» THE PROBLEM:
Set down the material below again, line for line and without any alteration.

─── THE DATA

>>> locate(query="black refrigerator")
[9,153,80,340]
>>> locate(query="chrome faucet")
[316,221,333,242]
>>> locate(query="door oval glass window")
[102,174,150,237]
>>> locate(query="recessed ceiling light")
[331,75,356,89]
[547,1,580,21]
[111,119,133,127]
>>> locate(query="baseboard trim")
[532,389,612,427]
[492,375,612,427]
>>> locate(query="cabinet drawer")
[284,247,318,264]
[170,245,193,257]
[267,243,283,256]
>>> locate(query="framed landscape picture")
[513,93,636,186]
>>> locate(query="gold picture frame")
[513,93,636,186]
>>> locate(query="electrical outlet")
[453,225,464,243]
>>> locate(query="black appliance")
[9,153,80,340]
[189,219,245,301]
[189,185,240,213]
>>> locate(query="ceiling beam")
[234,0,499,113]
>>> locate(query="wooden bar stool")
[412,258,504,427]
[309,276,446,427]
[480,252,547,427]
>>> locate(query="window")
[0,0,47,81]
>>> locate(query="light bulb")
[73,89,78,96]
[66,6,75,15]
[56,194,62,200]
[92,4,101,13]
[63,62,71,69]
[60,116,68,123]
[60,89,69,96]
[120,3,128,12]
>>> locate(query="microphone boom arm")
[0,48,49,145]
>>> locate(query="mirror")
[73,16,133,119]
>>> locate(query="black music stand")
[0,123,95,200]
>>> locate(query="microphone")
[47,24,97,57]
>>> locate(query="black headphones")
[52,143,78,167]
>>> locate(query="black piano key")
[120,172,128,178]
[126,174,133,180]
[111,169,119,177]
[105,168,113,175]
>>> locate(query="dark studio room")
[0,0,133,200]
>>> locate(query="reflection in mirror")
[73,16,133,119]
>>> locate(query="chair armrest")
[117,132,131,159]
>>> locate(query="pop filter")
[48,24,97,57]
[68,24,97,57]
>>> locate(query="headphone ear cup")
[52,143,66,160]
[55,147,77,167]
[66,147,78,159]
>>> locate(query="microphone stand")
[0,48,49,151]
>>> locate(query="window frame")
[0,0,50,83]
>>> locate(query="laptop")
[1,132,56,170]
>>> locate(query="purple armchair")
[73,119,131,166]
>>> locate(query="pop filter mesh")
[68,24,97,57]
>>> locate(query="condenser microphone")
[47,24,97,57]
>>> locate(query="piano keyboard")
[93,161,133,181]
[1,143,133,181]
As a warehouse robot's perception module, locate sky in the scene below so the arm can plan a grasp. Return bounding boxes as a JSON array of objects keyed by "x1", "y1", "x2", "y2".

──────

» SOLUTION TO THE EXERCISE:
>>> locate(query="black refrigerator")
[9,153,80,340]
>>> locate(query="chrome faucet")
[316,221,333,242]
>>> locate(query="door oval glass window")
[102,174,150,237]
>>> locate(query="recessed ceiling light")
[331,75,356,89]
[547,1,580,21]
[111,119,133,127]
>>> locate(query="baseboard trim")
[532,389,612,427]
[492,375,612,427]
>>> locate(query="cabinet drawer")
[284,247,318,264]
[170,245,193,257]
[267,243,283,256]
>>> locate(query="framed landscape picture")
[513,93,636,186]
>>> locate(query="gold picture frame")
[513,93,636,186]
>>> locate(query="electrical outlet")
[453,225,464,243]
>>> locate(query="black appliance")
[9,153,80,340]
[189,219,245,301]
[189,185,240,213]
>>> locate(query="ceiling beam")
[234,0,499,113]
>>> locate(query="wooden bar stool")
[412,258,504,427]
[309,276,446,427]
[480,252,547,427]
>>> locate(query="window")
[0,0,47,81]
>>> locate(query="light bulb")
[73,89,78,96]
[66,6,75,15]
[56,194,62,200]
[92,4,101,13]
[63,62,71,69]
[60,116,68,123]
[60,89,69,96]
[120,3,128,12]
>>> locate(query="microphone boom arm")
[0,48,49,145]
>>> locate(query="mirror")
[73,16,133,119]
>>> locate(query="black music stand")
[0,123,95,200]
>>> locate(query="microphone")
[47,24,97,57]
>>> locate(query="black headphones")
[52,143,78,167]
>>> locate(query="black piano key")
[120,172,128,178]
[126,174,133,180]
[111,169,119,177]
[105,168,113,175]
>>> locate(query="dark studio room")
[0,0,133,200]
>>> locate(query="reflection in mirror")
[73,16,133,119]
>>> locate(query="chair armrest")
[117,132,131,159]
>>> locate(query="pop filter")
[48,24,97,57]
[68,24,97,57]
>>> locate(query="headphone ear cup")
[52,143,66,160]
[55,147,77,167]
[66,147,78,159]
>>> locate(query="microphone stand")
[0,48,49,151]
>>> locate(query="window frame")
[0,0,50,83]
>>> locate(query="laptop")
[1,132,56,170]
>>> locate(query="purple armchair")
[73,119,131,166]
>>> locate(query="pop filter mesh")
[68,24,97,57]
>>> locate(query="condenser microphone")
[47,24,97,57]
>>> locate(query="piano keyboard")
[93,161,133,181]
[1,143,133,181]
As a warehouse robot's perception module, locate sky in the scene below so the arm can plan a grasp. Return bounding boxes as a JSON array of objects keyed by "x1", "y1", "x2", "y2".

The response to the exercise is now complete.